● **PROBLEM**: Retype every one of the entries below word for word, but leave the pictures out of your copy.

────────────────────────────────────────

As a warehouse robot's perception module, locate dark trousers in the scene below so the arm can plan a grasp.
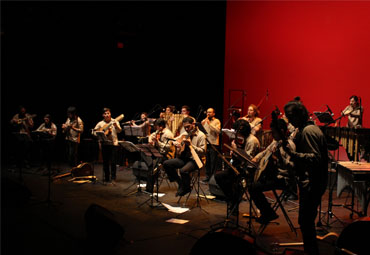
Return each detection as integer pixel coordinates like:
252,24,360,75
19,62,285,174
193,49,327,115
163,158,198,190
101,145,118,182
206,145,221,179
66,140,79,167
298,187,322,255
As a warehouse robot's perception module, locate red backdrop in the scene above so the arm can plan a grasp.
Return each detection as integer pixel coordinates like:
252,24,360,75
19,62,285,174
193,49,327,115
224,1,370,129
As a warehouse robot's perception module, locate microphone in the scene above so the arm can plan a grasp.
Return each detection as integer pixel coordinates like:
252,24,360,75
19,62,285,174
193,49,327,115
326,105,334,115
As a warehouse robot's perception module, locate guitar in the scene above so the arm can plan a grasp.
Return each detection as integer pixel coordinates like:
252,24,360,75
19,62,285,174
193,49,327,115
53,163,94,181
97,114,125,135
176,129,203,168
254,109,286,182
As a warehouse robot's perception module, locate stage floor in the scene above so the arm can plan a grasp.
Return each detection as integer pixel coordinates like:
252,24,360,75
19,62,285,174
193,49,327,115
2,164,368,255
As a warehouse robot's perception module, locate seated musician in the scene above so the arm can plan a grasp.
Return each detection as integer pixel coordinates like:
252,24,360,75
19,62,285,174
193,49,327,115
36,114,57,170
248,115,296,224
163,117,207,196
174,105,196,136
341,95,364,161
10,106,34,168
93,108,122,185
342,95,364,128
131,112,150,135
242,104,263,143
146,118,175,193
215,119,260,214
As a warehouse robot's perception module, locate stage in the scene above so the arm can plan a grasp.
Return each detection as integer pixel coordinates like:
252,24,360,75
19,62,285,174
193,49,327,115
2,163,368,254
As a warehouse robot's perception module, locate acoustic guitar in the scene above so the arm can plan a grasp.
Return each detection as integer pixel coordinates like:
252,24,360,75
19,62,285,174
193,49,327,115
53,162,94,181
97,114,125,135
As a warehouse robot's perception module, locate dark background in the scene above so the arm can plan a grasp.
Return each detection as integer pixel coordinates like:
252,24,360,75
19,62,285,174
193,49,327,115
1,1,226,164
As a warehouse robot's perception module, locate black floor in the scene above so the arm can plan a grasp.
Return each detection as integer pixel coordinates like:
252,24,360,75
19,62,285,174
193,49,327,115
2,163,368,255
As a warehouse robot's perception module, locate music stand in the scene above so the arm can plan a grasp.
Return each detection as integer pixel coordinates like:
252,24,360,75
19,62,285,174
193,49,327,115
119,141,147,196
139,144,163,207
313,112,335,124
123,126,146,137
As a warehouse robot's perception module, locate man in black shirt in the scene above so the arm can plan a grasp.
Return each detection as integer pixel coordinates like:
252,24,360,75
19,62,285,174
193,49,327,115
284,101,328,254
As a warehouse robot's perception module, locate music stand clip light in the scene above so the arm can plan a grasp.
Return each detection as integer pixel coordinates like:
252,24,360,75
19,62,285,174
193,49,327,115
313,112,334,124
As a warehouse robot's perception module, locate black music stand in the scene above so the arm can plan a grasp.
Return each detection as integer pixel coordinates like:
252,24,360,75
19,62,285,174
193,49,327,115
313,112,335,124
94,131,109,184
119,141,146,196
123,125,146,137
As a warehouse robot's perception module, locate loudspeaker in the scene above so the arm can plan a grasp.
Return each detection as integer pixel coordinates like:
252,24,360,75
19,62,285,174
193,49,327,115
336,217,370,255
190,231,256,255
132,161,151,181
208,175,226,199
85,204,125,251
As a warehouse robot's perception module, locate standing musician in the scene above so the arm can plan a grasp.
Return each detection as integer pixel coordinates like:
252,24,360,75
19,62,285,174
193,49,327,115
62,106,84,167
242,104,263,143
131,112,150,136
146,118,175,193
283,101,328,255
163,117,207,196
215,119,260,214
10,106,34,168
341,95,364,128
248,111,295,224
36,114,57,170
201,108,221,182
93,108,122,185
174,105,196,136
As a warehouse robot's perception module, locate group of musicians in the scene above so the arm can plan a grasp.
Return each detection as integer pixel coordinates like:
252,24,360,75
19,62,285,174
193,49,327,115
11,96,363,254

────────────────────────────────────────

● **EXERCISE RESPONSE**:
As a warehouse robot's perception module, locate dark trousers in the scene below so the arm can plan a grasp.
Return each detection as integer pixel coordinates like:
252,24,360,75
19,62,285,174
193,49,327,115
163,158,198,190
101,145,118,182
206,145,221,179
66,140,79,167
298,187,322,255
As a warehouse robot's perception module, locate red backdrop in the scene above so the arm can plan a grasp.
Return each detection as integer pixel coordinates like:
252,24,360,75
19,62,285,174
193,49,327,115
224,1,370,129
As a warehouse robot's perception module, locate microphone in the scene above so the arm can plan a grasp.
Return each detection as integer pixel coordinates like:
252,24,360,75
19,62,285,174
193,49,327,115
326,105,334,115
As a warehouse robot's perception module, locate guitar in the scene above so the arm can plan a grasp.
Return each detection as integer pixel coordinates like:
252,24,360,75
19,62,285,174
193,49,327,115
53,163,94,181
97,114,125,135
176,129,203,168
254,109,286,182
As a warehouse robot's perception module, locate stage floor in the scene above so the arm can plan a grasp.
Return each detection as integer pixel coordinates like:
252,24,360,75
19,62,285,174
193,49,327,115
2,164,368,255
As a warehouse robot's perception module, locate seated musician in the scene above so the arm can plan a grasp.
Return each detection as integer pixel coordinates like:
252,24,360,75
19,62,285,174
193,49,327,115
36,114,57,170
248,115,296,224
163,117,207,196
174,105,196,136
341,95,364,161
10,106,34,168
93,108,122,185
342,95,364,128
131,112,150,135
242,104,263,143
146,118,175,193
215,119,260,214
As a warehouse robot's perception module, locate stage in the scene above so the arm can plan a grasp.
Return each detection as integer pixel coordinates like:
252,24,360,75
19,62,285,174
193,49,327,115
2,163,368,254
As a warehouse robot's perception module, locate acoustic guitar in the scene above so the arm can plan a grasp.
Return each detection as integer pixel coordinates like:
252,24,360,75
19,62,285,174
193,49,327,115
53,162,94,181
97,114,125,135
As a warehouse robot's perception module, locate dark background in the scene above so the arm can plan a grasp.
Return each detection as integer pixel coordinates like:
252,24,360,75
19,62,285,174
193,49,327,115
1,1,226,164
As a warehouse robot's perception module, locate black floor in the scene above so the arm can plan a grasp.
Return each detection as integer pixel coordinates like:
252,24,360,75
19,62,285,174
193,49,327,115
2,163,368,255
As a warehouse robot's perception module, locate music stand in the scene above so the arm can plan a grasp.
Return each detection as integer pixel coordinates like:
252,24,360,75
19,62,285,174
193,49,327,115
119,141,147,196
139,144,163,207
313,112,335,124
123,126,146,137
As a warehouse robot's perception module, locate man in black shirt in the scene above so the arm can plan a grasp.
Return each detection as integer pixel coordinates like:
252,24,360,75
19,62,285,174
193,49,327,115
284,101,328,254
As a warehouse robot's perception module, locate music stand clip light in the scene above so the arm can plan a grasp.
Return each detection as integer pixel coordinates like:
252,24,360,75
19,62,285,174
193,49,327,115
313,112,334,124
As a warehouse robot's perception module, locate black music stand in the scene above so the arm can plan a grasp.
Return each detection as integer pixel coordinates like:
252,24,360,75
19,62,285,174
193,49,327,115
313,112,335,124
94,131,109,184
119,141,146,196
123,125,146,137
As a warehouse robot's perception module, locate loudspeaker in the scene above so the arm can plan a grasp.
Return each detection as integer pixel coordinates like:
252,24,360,75
19,62,285,174
193,49,327,115
336,217,370,255
190,231,256,255
132,161,151,181
208,175,226,199
85,204,125,251
As a warehouse robot's perception module, locate standing musician in the scene above so the arm can plan a grasp.
Return each detection as integer pixel coordinates like:
252,24,360,75
19,62,285,174
193,49,327,115
62,106,84,167
242,104,263,143
131,112,150,136
146,118,175,193
283,101,328,255
163,117,207,196
215,119,260,214
10,106,34,168
341,95,364,128
248,111,295,224
36,114,57,170
201,108,221,182
93,108,122,185
174,105,196,136
As a warehouse robot's perception module, locate group of musicians in the scene above so the arm can plan a grasp.
Return each detection as integer pixel coordinates like:
252,24,360,75
19,62,285,174
193,49,327,115
11,96,363,254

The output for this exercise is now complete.